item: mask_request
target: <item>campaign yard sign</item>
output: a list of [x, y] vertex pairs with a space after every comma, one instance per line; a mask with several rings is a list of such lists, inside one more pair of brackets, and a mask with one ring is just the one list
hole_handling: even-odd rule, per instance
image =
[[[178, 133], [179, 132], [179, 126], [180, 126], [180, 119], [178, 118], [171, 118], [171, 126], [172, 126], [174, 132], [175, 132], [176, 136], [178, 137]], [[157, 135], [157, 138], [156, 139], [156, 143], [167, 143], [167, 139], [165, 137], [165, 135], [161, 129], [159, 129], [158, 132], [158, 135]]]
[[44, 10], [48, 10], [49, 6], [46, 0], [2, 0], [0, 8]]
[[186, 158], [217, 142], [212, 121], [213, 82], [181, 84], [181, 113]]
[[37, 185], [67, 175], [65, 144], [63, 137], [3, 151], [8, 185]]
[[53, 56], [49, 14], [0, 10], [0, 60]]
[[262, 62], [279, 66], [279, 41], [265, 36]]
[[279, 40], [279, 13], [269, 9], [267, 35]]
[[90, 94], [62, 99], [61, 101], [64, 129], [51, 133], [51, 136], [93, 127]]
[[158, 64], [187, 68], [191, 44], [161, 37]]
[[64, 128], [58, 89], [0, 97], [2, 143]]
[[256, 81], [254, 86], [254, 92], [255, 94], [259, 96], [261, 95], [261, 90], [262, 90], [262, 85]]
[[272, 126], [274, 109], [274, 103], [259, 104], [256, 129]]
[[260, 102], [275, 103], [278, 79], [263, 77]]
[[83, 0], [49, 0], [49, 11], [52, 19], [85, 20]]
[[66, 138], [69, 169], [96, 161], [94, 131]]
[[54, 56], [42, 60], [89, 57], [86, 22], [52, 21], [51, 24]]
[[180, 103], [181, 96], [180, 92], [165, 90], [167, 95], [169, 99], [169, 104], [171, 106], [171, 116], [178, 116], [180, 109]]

____________

Exercise description -
Reproduce every item above verbatim, line by line.

Solution to this exercise -
item: mask_request
target: <item>campaign yard sign</item>
output: a list of [x, y] vertex pairs with a space after every comma, one instance per line; a mask with several rings is a list of such lists, inside one more pair of brackets, and a mask with one ring is just the one list
hole_handling: even-odd rule, per instance
image =
[[[178, 133], [179, 132], [179, 126], [180, 126], [180, 119], [178, 118], [171, 118], [171, 126], [172, 126], [174, 132], [175, 132], [176, 136], [178, 137]], [[157, 135], [157, 138], [156, 139], [156, 143], [167, 143], [167, 139], [165, 137], [165, 135], [161, 129], [159, 129], [158, 132], [158, 135]]]
[[44, 10], [48, 10], [49, 6], [46, 0], [2, 0], [0, 8]]
[[186, 158], [217, 142], [212, 121], [213, 82], [181, 84], [181, 113]]
[[37, 185], [67, 175], [65, 144], [63, 137], [3, 151], [8, 185]]
[[53, 56], [49, 14], [0, 10], [0, 60]]
[[262, 62], [279, 66], [279, 41], [265, 36]]
[[279, 40], [279, 13], [269, 9], [267, 35]]
[[90, 94], [62, 99], [61, 101], [64, 129], [51, 133], [51, 136], [93, 127]]
[[158, 64], [187, 68], [191, 44], [161, 37]]
[[64, 128], [58, 89], [0, 97], [2, 143]]
[[256, 81], [254, 86], [254, 92], [255, 94], [259, 96], [261, 95], [261, 90], [262, 90], [262, 85]]
[[272, 126], [274, 109], [274, 103], [259, 104], [256, 129]]
[[260, 102], [275, 103], [278, 79], [263, 77]]
[[83, 0], [49, 0], [49, 11], [52, 19], [85, 20]]
[[66, 138], [69, 169], [96, 161], [94, 131]]
[[54, 56], [42, 60], [89, 57], [86, 22], [52, 21], [51, 24]]
[[180, 103], [181, 96], [180, 92], [165, 90], [167, 95], [169, 99], [169, 104], [171, 106], [171, 116], [178, 116], [180, 109]]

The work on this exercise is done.